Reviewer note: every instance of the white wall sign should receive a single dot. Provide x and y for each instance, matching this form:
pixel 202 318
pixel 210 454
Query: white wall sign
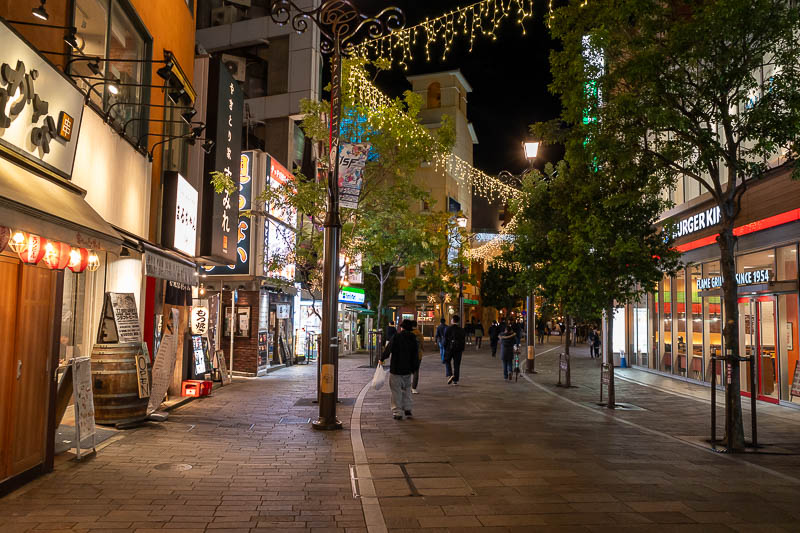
pixel 698 221
pixel 185 218
pixel 40 110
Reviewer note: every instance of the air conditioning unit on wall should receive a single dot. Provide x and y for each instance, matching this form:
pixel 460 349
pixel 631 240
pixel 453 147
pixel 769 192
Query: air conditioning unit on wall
pixel 236 65
pixel 224 15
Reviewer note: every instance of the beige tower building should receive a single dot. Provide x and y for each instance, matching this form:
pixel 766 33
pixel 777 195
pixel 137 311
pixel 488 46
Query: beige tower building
pixel 443 93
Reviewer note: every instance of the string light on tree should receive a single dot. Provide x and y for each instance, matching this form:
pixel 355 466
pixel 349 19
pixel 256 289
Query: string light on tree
pixel 481 19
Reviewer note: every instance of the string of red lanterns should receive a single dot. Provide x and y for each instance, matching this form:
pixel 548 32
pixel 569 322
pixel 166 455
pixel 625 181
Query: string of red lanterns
pixel 57 255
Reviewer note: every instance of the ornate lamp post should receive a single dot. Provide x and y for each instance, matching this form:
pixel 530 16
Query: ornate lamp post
pixel 338 22
pixel 531 151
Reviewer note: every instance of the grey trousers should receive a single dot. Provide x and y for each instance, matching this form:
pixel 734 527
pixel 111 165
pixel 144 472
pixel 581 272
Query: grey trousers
pixel 401 393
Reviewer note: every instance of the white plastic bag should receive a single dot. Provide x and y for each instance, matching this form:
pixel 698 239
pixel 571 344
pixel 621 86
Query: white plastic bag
pixel 379 378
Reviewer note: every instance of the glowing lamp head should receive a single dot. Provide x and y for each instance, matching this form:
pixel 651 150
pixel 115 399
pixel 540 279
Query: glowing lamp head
pixel 17 241
pixel 531 149
pixel 93 263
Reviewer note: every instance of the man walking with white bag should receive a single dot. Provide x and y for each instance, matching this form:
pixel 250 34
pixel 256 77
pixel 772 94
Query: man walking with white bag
pixel 405 362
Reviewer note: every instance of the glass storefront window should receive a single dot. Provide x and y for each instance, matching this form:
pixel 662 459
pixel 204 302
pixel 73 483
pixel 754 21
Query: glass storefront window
pixel 788 342
pixel 762 260
pixel 695 324
pixel 712 325
pixel 666 326
pixel 107 30
pixel 786 259
pixel 679 291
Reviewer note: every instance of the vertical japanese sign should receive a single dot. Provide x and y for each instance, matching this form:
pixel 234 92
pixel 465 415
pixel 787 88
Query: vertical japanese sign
pixel 223 121
pixel 243 228
pixel 352 160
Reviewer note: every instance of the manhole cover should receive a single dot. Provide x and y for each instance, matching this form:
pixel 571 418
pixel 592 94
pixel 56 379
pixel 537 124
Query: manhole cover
pixel 173 467
pixel 294 420
pixel 308 402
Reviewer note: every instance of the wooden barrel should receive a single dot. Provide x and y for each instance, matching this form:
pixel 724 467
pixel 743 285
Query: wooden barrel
pixel 115 384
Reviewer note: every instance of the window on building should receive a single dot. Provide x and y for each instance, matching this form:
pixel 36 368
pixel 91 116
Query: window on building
pixel 109 29
pixel 434 95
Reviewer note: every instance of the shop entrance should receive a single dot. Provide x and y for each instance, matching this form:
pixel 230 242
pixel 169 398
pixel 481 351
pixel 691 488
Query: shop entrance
pixel 758 336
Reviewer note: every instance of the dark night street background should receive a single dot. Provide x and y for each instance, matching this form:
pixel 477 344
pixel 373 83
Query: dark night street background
pixel 509 78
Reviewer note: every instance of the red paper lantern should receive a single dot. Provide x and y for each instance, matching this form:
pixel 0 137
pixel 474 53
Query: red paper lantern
pixel 5 236
pixel 33 250
pixel 56 255
pixel 78 259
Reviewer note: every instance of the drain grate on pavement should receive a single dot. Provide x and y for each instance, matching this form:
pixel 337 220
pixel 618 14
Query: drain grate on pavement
pixel 294 420
pixel 312 402
pixel 173 467
pixel 619 406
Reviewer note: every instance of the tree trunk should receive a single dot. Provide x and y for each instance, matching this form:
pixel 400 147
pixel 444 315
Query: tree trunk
pixel 734 429
pixel 565 334
pixel 612 396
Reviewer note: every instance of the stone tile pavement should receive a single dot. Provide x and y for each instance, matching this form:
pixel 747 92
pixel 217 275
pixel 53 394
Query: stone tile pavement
pixel 486 455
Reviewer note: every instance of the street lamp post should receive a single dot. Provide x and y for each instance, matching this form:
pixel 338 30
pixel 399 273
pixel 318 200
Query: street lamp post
pixel 462 223
pixel 338 21
pixel 531 149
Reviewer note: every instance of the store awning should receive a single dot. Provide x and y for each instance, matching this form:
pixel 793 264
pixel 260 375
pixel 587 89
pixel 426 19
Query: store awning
pixel 38 205
pixel 164 264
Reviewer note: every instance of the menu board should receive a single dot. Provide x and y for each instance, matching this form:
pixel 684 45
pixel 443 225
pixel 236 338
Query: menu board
pixel 164 364
pixel 120 320
pixel 84 400
pixel 199 355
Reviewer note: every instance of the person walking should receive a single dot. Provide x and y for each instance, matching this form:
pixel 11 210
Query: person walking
pixel 478 335
pixel 405 361
pixel 455 342
pixel 420 340
pixel 596 342
pixel 391 331
pixel 494 335
pixel 440 331
pixel 508 340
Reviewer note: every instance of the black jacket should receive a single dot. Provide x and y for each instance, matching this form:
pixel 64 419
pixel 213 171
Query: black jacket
pixel 404 353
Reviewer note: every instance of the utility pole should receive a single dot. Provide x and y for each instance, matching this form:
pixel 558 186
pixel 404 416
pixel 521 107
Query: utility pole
pixel 338 21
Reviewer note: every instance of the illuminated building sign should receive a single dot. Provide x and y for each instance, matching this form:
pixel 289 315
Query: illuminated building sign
pixel 750 277
pixel 243 229
pixel 698 221
pixel 40 110
pixel 220 229
pixel 352 295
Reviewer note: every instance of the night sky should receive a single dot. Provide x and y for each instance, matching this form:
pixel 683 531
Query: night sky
pixel 509 78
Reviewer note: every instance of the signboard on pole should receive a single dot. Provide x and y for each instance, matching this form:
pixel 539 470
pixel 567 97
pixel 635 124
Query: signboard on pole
pixel 352 160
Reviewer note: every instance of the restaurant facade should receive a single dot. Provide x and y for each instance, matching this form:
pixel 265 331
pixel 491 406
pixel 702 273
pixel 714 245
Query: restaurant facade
pixel 677 328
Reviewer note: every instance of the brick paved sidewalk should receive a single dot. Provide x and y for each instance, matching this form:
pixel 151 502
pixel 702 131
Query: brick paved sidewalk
pixel 521 457
pixel 254 467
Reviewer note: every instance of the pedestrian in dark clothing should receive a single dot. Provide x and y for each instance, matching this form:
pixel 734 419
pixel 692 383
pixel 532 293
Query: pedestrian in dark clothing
pixel 508 340
pixel 391 331
pixel 455 342
pixel 405 361
pixel 494 335
pixel 440 331
pixel 478 335
pixel 596 343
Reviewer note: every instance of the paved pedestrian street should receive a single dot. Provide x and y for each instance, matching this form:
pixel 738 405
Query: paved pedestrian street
pixel 484 455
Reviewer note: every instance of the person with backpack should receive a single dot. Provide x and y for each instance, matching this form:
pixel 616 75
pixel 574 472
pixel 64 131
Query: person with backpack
pixel 478 335
pixel 455 342
pixel 494 335
pixel 440 331
pixel 404 351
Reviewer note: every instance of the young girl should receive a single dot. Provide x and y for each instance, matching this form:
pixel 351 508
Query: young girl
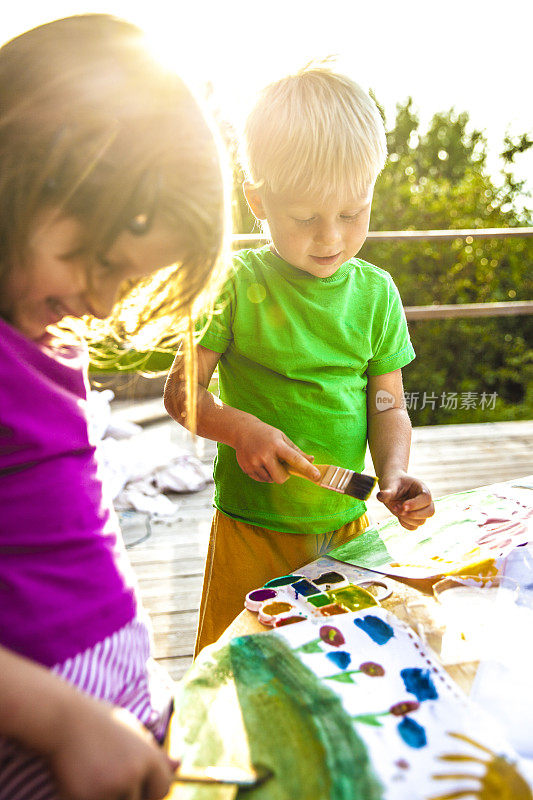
pixel 108 172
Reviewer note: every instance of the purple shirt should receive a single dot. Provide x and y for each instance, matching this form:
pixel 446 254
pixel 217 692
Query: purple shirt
pixel 65 582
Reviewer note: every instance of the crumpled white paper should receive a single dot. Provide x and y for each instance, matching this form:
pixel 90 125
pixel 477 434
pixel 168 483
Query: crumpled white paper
pixel 139 465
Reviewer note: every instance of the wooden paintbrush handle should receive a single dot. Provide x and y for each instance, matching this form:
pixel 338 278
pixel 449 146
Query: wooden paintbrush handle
pixel 322 468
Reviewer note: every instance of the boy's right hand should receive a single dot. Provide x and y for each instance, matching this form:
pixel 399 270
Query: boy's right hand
^^^^^^^^^^^^^^^^
WORK ITEM - Reproduce each line from the data that has "right" in it.

ANSWER TO THIS TASK -
Reviewer note: every instance of the boy's right hand should receive a single dot. Provide x and y for each instance, matching this form:
Query: boy's right hand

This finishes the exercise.